>> Begin

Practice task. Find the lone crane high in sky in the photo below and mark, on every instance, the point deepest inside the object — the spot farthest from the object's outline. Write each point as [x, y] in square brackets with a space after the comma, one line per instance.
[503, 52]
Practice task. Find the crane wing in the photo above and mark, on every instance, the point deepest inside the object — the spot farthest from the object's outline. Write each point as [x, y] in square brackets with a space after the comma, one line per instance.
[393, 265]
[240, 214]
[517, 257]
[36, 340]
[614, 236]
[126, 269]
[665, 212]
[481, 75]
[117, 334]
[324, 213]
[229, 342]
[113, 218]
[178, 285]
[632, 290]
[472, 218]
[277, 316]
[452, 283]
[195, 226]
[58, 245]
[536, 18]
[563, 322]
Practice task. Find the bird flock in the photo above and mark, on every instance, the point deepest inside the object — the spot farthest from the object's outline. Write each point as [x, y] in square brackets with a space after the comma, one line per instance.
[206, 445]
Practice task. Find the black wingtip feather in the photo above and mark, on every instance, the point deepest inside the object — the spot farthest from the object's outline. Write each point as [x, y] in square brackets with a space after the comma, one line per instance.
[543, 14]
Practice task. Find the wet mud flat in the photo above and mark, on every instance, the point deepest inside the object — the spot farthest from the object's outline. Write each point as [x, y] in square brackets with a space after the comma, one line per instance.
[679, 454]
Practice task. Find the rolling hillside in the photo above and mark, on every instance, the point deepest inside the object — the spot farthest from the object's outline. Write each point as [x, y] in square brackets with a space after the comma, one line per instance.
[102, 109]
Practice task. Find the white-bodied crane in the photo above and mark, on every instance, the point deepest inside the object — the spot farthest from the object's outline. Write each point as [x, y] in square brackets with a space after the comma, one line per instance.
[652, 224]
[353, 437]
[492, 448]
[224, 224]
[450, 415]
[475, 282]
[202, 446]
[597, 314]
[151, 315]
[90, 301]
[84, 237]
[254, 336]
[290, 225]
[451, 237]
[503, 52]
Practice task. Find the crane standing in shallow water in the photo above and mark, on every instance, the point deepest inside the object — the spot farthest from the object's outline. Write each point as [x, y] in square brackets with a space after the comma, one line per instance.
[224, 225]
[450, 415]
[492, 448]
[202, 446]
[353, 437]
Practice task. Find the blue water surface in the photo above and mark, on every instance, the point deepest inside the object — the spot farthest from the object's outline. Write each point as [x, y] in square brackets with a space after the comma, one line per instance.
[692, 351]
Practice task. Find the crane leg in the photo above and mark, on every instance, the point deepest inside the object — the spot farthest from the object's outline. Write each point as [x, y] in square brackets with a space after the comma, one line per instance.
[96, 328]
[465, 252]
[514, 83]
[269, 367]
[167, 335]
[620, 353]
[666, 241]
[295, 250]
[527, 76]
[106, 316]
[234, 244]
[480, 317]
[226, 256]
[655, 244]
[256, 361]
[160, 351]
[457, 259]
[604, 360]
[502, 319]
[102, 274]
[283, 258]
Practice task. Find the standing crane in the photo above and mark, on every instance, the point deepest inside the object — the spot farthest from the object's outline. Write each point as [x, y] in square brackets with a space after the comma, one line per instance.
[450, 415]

>> End

__What is expected__
Every entry above needs to be quoted exactly.

__Answer to this task__
Practice task. Find the lone crane high in sky in the photo below and mark, on every instance, the point deepest inside the object — the spot farthest from the object's outline. Write each point as [x, y] in square brackets with a space after the comma, one line per instance.
[503, 52]
Practice task. Find the crane wing in the photo above and mark, on every instance, the point deepest inside the object — the spot farthest from the object's outline. Write each point as [x, y] in square brackets with a space after the comma, one line per instance.
[393, 265]
[240, 214]
[517, 257]
[36, 340]
[614, 236]
[126, 269]
[665, 212]
[481, 75]
[117, 334]
[324, 213]
[229, 342]
[113, 218]
[178, 285]
[632, 290]
[472, 218]
[277, 316]
[452, 283]
[195, 226]
[58, 245]
[536, 18]
[563, 322]
Practice task. Find the bird flock in the photo above and mark, on every instance, the point deepest inside the object — the spot farthest from the object's outline. Write each point as [x, y] in square brackets with a space after the comma, one line per instance.
[206, 445]
Practice task. Find the black wingtip feather in the photo above and mark, on every instance, the point deepest inside the object — the spot farthest from the object's outline. Write each point as [x, y] in square brackets with a space after the comma, one line per instance.
[543, 14]
Practice task. Find the wet mud flat in the photo above and mark, on every instance, the point deepest inside the object — the spot farthest from the object's outline. Write each point as [x, y] in square brackets with a space after the comma, one line per instance.
[679, 454]
Practice task. Find the rolling hillside in the photo above and mark, on every instance, the point deepest inside the object — the spot farthest from the object's outline. Write each point as [x, y] in square brackets with a space after the comma, one line per instance.
[102, 109]
Practice task. Find the white-bodied crane in the photo above and mark, on every instance, the point deepest inside the object — the spot farthest from the object's outline. Write each point as [x, y] in square brackets with a space after the comma, one line per instance.
[652, 224]
[353, 437]
[492, 448]
[224, 224]
[450, 415]
[475, 282]
[202, 446]
[597, 314]
[151, 315]
[90, 301]
[84, 237]
[254, 336]
[290, 225]
[451, 237]
[503, 52]
Practice task. Find the crane standing in shallow water in the photo above and mark, on every instance, the point deepest inside the object — the spot farthest from the object's outline. Write each point as [x, y] in square brackets with a space after the comma, one line per instance.
[224, 225]
[450, 415]
[492, 448]
[202, 446]
[353, 437]
Practice task. Find the blue water surface in the photo above and mark, on every instance, the point deepest inside the object — the spot farthest from the object's outline. Write each point as [x, y] in square brackets with a space after the comma, one line per instance.
[692, 351]
Practice task. Find the crane leg in the photo above and mark, on every instance, the point deepest inside the object — the spot farthest from the object's outline. Write each point as [x, y] in square brackets with a space after the comma, one line per instance.
[96, 328]
[465, 252]
[514, 83]
[269, 367]
[167, 335]
[620, 353]
[666, 241]
[295, 250]
[527, 76]
[106, 316]
[234, 244]
[480, 317]
[226, 256]
[655, 244]
[256, 361]
[160, 351]
[457, 259]
[604, 360]
[502, 319]
[102, 274]
[283, 258]
Practice task. Find the standing crane in the photo above and mark, on every instance, the point deepest inside the object — the spot farthest from the object's outline. Write each point as [x, y] in square brackets with a space after the comma, one line per instance.
[450, 415]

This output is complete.